(TESTO)
-------------------------

Starmer poi appena insediato ha sottolineato la propria approvazione per il progetto albanese della Meloni, insomma una posizione in Italia più a destra anche di Salvini.
Ma la vera domanda da farsi è la seguente: dove sta la sorpresa?
Starmer, Macron, Merz e Sanchez sono il baluardo contro le assurdità di Trump, Putin e, seppur meno, Meloni (quest'ultima meno squilibrata ma solo perché ha le mani legate dal colossale debito pubblico italiano). Purtroppo tutti e 4 non godono di buona salute presso l'opinione pubblica, anche a causa del lavorio ai fianchi fatto sui media non tradizionali dalle forze sovraniste spesso supportate dalla Russia. Non è la prima volta che succede peraltro, ricordiamo sempre che Churchill, senza il quale forse la storia del ventesimo secolo sarebbe completamente diversa, fu sconfitto alle elezioni. Ricordiamo che nel 1946 al referendum metà degli italiani (e forse di più) votò per i Savoia, che avevano permesso l'ascesa di Mussolini e tutto il resto. Il problema è più grande: il suffragio universale è un sistema che non funziona, è una eccezione degli ultimi 100 anni e sono sicuro che non resterà ancora per molto, visto i problemi che produce. Ricordo a tutti che nella Atene di Pericle, nella Roma repubblicana, negli USA di Washington, nella Francia della rivoluzione, non c'era il suffragio universale. Democrazia non vuol dire suffragio universale.

-------------------------

Voci di etichettatura della posizione degli oggetti

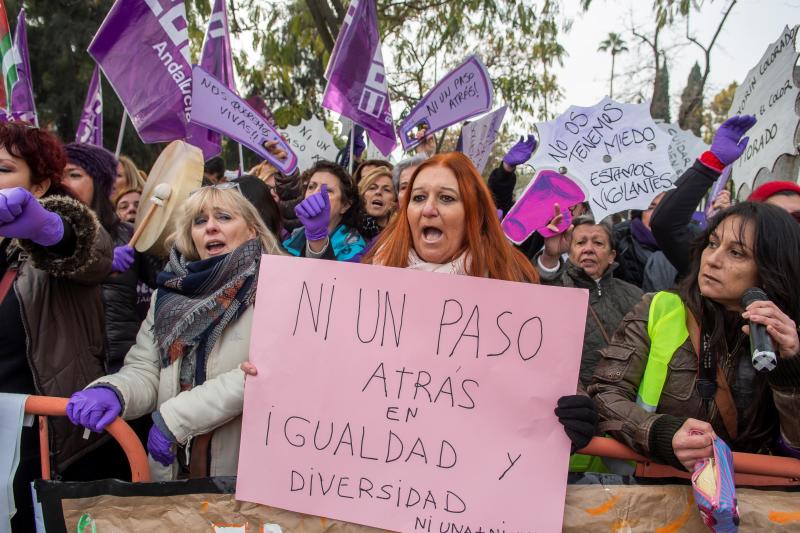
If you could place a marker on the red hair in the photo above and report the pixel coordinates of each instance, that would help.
(490, 253)
(41, 150)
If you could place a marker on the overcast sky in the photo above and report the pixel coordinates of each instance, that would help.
(751, 26)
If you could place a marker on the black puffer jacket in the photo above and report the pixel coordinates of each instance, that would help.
(120, 298)
(632, 255)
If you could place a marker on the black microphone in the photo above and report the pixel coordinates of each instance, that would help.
(762, 351)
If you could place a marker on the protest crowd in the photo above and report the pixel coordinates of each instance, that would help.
(161, 337)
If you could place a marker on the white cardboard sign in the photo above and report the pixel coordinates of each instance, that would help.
(768, 92)
(311, 142)
(616, 151)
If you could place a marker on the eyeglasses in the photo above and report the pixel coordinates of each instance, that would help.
(220, 187)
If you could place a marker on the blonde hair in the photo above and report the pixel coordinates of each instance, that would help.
(228, 199)
(133, 179)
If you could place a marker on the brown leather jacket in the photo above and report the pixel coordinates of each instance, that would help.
(619, 372)
(61, 302)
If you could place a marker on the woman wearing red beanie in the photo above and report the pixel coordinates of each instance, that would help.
(784, 194)
(670, 220)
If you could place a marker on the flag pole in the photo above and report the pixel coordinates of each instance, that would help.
(352, 144)
(121, 132)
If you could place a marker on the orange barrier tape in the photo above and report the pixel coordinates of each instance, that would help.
(119, 429)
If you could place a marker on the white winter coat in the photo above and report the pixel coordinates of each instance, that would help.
(215, 405)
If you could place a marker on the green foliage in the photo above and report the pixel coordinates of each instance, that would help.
(659, 106)
(692, 98)
(425, 38)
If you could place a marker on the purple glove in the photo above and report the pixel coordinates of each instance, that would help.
(160, 446)
(315, 214)
(728, 143)
(23, 217)
(123, 258)
(94, 408)
(520, 152)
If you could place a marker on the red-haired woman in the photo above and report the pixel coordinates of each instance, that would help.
(53, 257)
(447, 222)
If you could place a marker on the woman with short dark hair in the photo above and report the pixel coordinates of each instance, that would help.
(53, 257)
(679, 370)
(329, 214)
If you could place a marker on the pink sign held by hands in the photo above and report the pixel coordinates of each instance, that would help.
(409, 400)
(534, 209)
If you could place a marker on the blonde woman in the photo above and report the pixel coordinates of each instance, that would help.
(184, 367)
(378, 200)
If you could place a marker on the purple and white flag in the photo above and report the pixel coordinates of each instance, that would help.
(258, 103)
(22, 104)
(466, 91)
(219, 108)
(216, 59)
(142, 48)
(216, 55)
(356, 80)
(90, 128)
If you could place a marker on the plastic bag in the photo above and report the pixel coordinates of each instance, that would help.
(715, 491)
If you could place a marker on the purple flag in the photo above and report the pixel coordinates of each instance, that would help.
(258, 103)
(142, 48)
(22, 105)
(90, 128)
(216, 56)
(466, 91)
(219, 108)
(356, 80)
(216, 60)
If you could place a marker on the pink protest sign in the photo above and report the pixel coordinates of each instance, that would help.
(409, 400)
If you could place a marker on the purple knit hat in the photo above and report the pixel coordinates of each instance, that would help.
(98, 162)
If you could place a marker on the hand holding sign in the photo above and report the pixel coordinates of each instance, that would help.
(728, 144)
(478, 137)
(375, 382)
(520, 152)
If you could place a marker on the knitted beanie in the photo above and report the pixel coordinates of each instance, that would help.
(98, 162)
(763, 192)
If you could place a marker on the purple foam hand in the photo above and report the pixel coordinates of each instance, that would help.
(728, 144)
(534, 210)
(123, 258)
(520, 152)
(23, 217)
(315, 213)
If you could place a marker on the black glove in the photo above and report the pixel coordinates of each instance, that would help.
(578, 415)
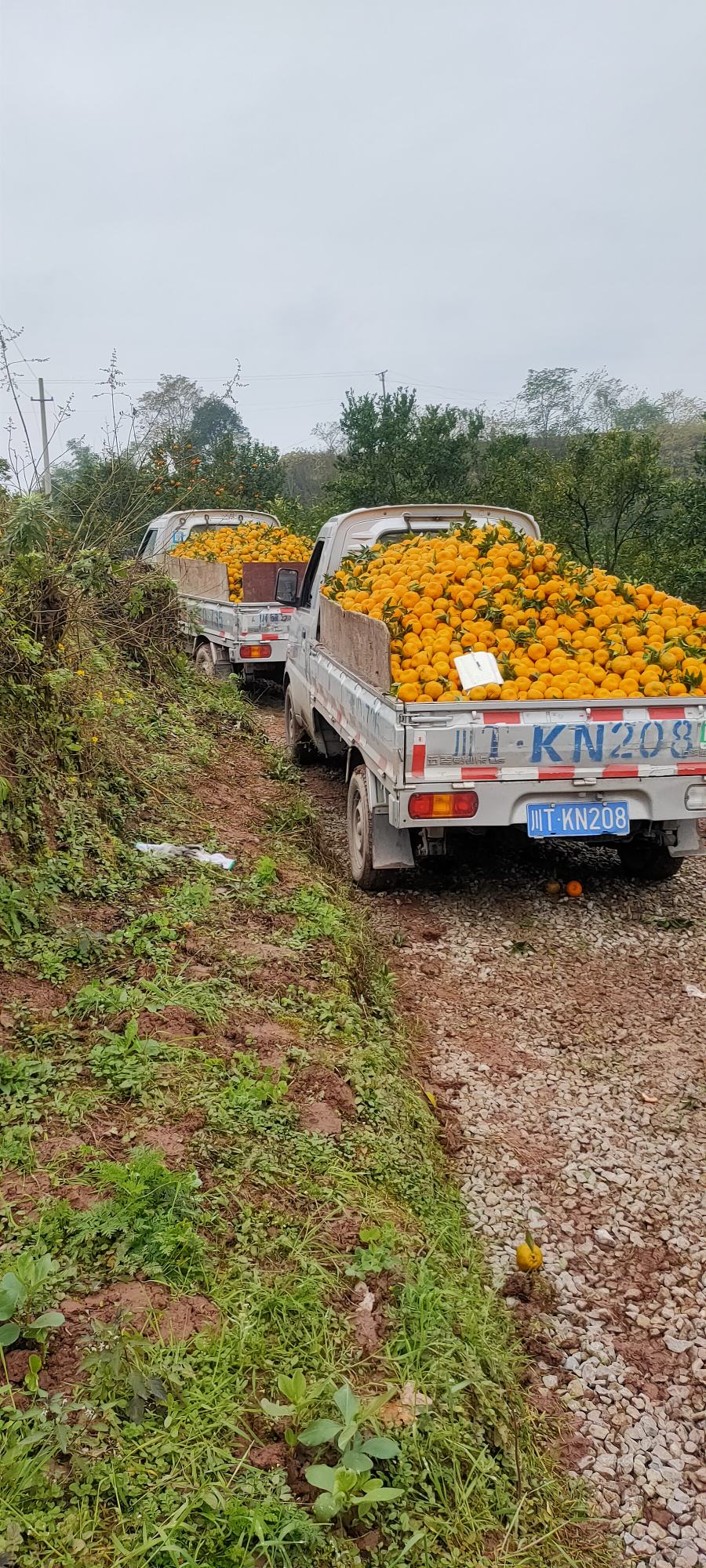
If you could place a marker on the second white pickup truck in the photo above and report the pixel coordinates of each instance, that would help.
(630, 774)
(249, 636)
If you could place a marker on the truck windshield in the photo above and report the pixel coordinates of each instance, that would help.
(399, 534)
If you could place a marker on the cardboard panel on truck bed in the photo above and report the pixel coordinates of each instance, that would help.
(198, 579)
(260, 579)
(357, 642)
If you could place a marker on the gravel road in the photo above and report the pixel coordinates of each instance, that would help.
(567, 1040)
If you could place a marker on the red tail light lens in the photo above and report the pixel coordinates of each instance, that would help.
(255, 650)
(465, 804)
(462, 804)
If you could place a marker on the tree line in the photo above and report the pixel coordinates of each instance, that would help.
(613, 476)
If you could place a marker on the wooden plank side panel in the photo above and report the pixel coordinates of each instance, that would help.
(260, 579)
(357, 642)
(198, 579)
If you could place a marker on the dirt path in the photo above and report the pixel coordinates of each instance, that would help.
(569, 1040)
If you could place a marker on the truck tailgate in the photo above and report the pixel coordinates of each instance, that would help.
(266, 622)
(561, 742)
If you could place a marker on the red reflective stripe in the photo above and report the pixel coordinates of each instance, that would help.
(420, 758)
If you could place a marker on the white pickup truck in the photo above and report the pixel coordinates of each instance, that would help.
(631, 774)
(250, 636)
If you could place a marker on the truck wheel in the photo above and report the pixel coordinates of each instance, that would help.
(209, 667)
(296, 738)
(360, 837)
(649, 860)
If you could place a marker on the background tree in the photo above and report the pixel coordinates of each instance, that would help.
(169, 410)
(399, 452)
(605, 498)
(214, 419)
(233, 474)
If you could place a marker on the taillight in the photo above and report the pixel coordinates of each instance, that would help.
(464, 804)
(255, 650)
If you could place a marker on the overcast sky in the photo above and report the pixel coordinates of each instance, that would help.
(453, 191)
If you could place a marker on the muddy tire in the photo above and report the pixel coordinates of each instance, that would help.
(360, 837)
(296, 739)
(649, 860)
(208, 667)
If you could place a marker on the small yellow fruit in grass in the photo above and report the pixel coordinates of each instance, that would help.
(530, 1255)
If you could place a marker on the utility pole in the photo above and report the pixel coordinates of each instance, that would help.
(43, 416)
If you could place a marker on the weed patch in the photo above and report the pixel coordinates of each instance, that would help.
(272, 1437)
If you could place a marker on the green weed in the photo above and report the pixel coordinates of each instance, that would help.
(126, 1061)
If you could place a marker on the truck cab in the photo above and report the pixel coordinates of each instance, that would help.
(173, 528)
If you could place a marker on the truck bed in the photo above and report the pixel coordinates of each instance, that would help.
(451, 744)
(206, 604)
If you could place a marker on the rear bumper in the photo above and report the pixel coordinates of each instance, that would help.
(504, 805)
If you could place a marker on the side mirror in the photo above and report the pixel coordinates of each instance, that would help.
(288, 586)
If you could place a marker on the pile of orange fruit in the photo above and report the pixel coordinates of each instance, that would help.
(246, 542)
(558, 630)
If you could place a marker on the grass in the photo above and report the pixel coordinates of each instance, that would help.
(134, 1448)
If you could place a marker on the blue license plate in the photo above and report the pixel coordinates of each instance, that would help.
(578, 819)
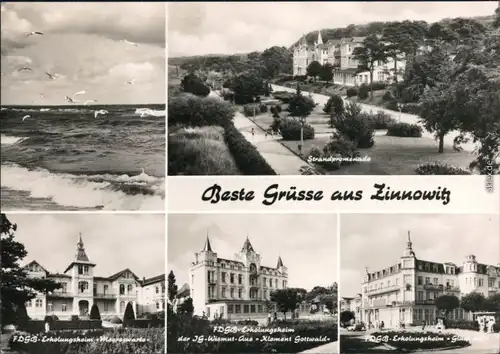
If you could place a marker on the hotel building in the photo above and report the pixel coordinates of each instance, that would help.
(405, 292)
(80, 290)
(339, 53)
(238, 288)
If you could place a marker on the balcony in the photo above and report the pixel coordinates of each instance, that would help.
(105, 296)
(386, 289)
(436, 287)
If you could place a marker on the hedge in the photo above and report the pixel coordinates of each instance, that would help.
(290, 130)
(439, 169)
(405, 130)
(246, 156)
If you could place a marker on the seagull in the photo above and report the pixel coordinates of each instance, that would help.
(33, 33)
(51, 76)
(72, 99)
(101, 111)
(131, 43)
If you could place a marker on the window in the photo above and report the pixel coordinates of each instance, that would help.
(83, 286)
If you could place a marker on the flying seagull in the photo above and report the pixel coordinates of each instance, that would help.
(34, 33)
(101, 111)
(51, 76)
(73, 98)
(131, 43)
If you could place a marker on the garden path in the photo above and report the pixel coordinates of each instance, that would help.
(402, 117)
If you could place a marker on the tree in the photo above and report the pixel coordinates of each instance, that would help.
(186, 307)
(299, 105)
(326, 73)
(346, 317)
(17, 287)
(473, 302)
(314, 69)
(286, 299)
(129, 314)
(172, 287)
(372, 51)
(94, 313)
(447, 303)
(193, 84)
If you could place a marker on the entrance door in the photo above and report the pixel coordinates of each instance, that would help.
(83, 307)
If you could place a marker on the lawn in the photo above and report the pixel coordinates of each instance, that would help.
(199, 151)
(389, 156)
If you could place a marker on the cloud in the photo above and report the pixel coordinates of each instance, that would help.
(84, 44)
(196, 28)
(306, 243)
(112, 242)
(377, 241)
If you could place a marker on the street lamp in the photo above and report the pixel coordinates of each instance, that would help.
(302, 121)
(400, 108)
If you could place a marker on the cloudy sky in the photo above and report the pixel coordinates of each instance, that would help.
(112, 242)
(378, 241)
(234, 27)
(84, 44)
(306, 243)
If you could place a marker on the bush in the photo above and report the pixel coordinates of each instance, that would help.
(193, 111)
(388, 96)
(352, 92)
(363, 92)
(354, 127)
(439, 169)
(246, 156)
(440, 341)
(290, 130)
(405, 130)
(381, 120)
(334, 105)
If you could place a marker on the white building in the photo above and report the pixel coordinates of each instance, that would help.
(339, 53)
(405, 292)
(81, 289)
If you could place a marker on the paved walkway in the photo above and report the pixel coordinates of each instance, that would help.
(282, 160)
(402, 117)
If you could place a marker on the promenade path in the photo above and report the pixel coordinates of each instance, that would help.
(402, 117)
(282, 160)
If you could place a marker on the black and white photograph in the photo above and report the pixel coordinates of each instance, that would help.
(252, 283)
(427, 283)
(344, 88)
(83, 106)
(94, 285)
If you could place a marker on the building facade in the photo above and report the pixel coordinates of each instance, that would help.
(238, 288)
(339, 53)
(405, 292)
(81, 289)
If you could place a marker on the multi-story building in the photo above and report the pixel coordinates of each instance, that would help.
(234, 288)
(405, 292)
(80, 290)
(340, 54)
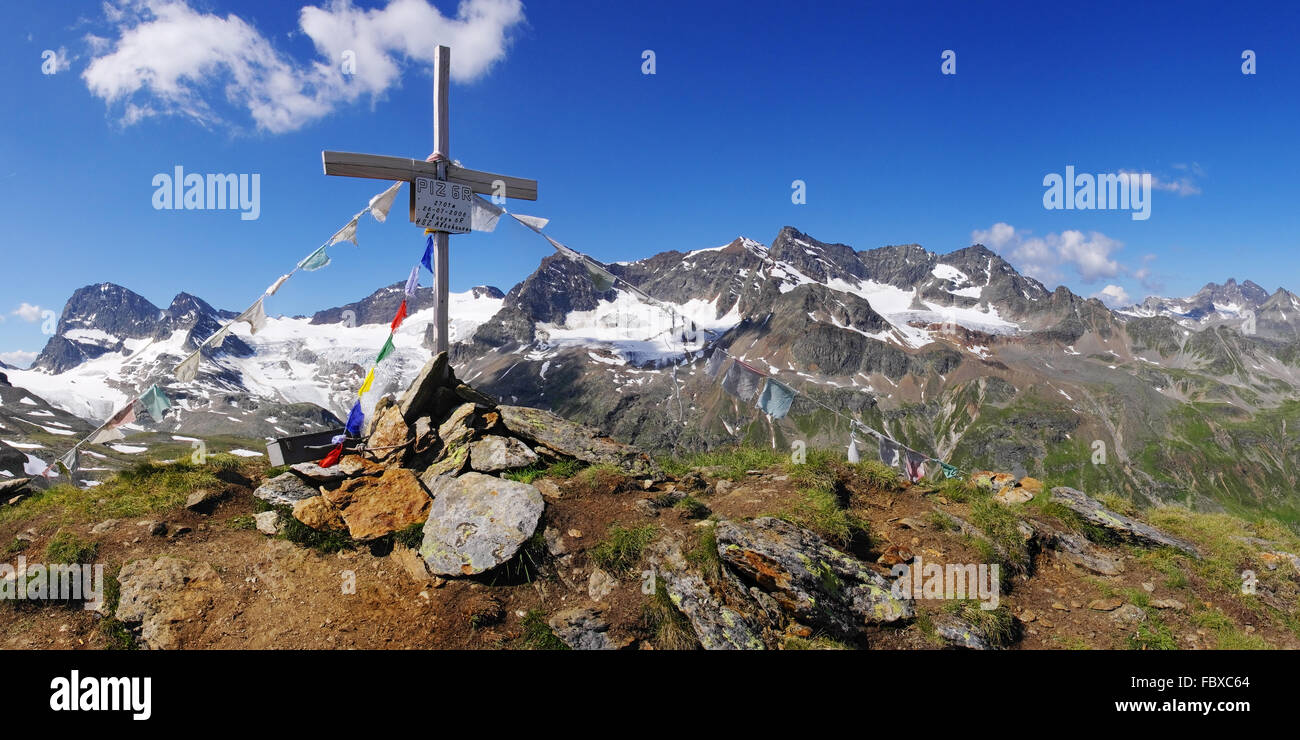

-------------------------

Riporta il passo del commento che comincia con "Starmer poi appena" e prosegue fino a "sta la sorpresa?". L'elenco non ha alcun ruolo in questo lavoro.

(RISULTATO)
Starmer poi appena insediato ha sottolineato la propria approvazione per il progetto albanese della Meloni, insomma una posizione in Italia più a destra anche di Salvini.
Ma la vera domanda da farsi è la seguente: dove sta la sorpresa?